EXERCISE DESCRIPTION: Reproduce, character for character, the passage of the MIPS thread that opens with the words "Questions about MIPS" and closes with "it's purpose ?".

***** EXTRACT TO READ

Questions about MIPS instructions in the code

Question

I have a question about several MIPS instruction in the code below
1. addi is an arithmetic instruction, what it's purpose ?
2. why there is single nopafter j and beq, but there are multiple nops after addi ?
Thanks !

if(a==b)  x=3; /* simple C code */
else      x=4;
y=5;  

       lw   $1,a       # possible unoptimized assembly language
       lw   $2,b       # no ($0) shown on memory access
       nop             # wait for b to get into register 2
       nop             # wait for b to get into register 2
       beq  $1,$2,lab1
       nop             # branch slot, always executed *********
       addi $1,4       # else part
       nop             # wait for 4 to get into register 1
       nop             # wait for 4 to get into register 1
       sw   $1,x       # x=4;
       j    lab2
       nop             # branch slot, always executed *********    
lab1:  addi $1,3       # true part  
       nop             # wait for 3 to get into register 1
       nop             # wait for 3 to get into register 1
       sw   $1,x       # x=3;  
lab2:  addi $1,5       # after if-else, always execute
       nop             # wait for 5 to get into register 1
       nop             # wait for 5 to get into register 1
       sw   $1,y       # y=5;

Answer 1

In a normal MIPS assembler addi $1,4 is shorthand for addi $1,$1,4, i.e. add 4 to $1. The normal shorthand to load a constant into a register is li $1,4 which the assembler usually translates into ori $1,$0,4. (Register $0 always contains zero.)

**********
***** STORED RECORDS

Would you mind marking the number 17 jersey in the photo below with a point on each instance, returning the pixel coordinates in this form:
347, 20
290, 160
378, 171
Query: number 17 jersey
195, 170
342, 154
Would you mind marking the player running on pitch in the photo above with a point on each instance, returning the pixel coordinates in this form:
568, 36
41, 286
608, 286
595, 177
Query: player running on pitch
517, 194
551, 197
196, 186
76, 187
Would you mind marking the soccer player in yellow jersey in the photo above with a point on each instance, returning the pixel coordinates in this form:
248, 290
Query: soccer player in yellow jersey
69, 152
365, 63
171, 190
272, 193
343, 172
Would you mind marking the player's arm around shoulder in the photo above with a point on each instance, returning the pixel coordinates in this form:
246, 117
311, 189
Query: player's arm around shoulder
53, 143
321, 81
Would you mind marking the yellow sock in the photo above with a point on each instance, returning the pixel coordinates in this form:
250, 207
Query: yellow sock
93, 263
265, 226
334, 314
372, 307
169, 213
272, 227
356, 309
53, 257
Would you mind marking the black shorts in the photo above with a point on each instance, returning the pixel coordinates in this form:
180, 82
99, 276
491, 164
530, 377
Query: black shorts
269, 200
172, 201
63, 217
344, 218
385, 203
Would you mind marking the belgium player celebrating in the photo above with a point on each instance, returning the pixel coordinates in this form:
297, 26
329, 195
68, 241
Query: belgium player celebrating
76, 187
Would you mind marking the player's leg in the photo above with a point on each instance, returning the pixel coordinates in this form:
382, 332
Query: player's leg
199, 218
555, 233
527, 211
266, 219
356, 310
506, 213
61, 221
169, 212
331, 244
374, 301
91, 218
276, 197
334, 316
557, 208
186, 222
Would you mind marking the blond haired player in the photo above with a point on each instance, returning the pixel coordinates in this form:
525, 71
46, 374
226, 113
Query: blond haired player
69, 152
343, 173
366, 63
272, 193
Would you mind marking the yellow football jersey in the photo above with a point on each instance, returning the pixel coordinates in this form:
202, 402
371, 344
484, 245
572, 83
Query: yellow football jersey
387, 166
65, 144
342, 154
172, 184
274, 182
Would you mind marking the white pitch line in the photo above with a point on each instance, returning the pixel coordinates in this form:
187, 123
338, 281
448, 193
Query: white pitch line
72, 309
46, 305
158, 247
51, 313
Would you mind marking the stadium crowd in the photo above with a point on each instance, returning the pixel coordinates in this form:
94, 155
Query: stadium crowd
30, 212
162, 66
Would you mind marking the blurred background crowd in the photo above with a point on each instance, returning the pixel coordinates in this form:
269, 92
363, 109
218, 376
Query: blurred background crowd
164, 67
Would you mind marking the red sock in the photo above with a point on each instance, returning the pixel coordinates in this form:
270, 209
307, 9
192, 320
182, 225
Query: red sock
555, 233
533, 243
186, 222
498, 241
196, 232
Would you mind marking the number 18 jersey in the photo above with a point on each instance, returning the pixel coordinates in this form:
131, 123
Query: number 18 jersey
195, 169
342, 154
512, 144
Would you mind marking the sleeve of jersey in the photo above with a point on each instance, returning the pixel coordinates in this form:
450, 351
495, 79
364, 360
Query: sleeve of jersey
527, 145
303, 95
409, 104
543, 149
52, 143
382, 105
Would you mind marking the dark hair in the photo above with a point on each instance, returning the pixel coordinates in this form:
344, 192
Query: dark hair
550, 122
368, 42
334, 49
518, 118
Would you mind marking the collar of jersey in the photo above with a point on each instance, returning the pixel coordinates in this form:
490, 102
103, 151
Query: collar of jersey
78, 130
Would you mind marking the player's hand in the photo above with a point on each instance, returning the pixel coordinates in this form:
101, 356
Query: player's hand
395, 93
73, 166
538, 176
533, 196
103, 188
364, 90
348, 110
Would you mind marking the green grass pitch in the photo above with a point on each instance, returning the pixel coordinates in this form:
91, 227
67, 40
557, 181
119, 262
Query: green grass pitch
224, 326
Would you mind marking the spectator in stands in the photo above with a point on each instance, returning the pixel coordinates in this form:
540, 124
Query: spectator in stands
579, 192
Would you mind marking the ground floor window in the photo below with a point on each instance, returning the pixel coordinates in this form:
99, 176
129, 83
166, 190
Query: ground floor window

**********

ANSWER TO THE TASK:
Questions about MIPS instructions in the code

Question

I have a question about several MIPS instruction in the code below
1. addi is an arithmetic instruction, what it's purpose ?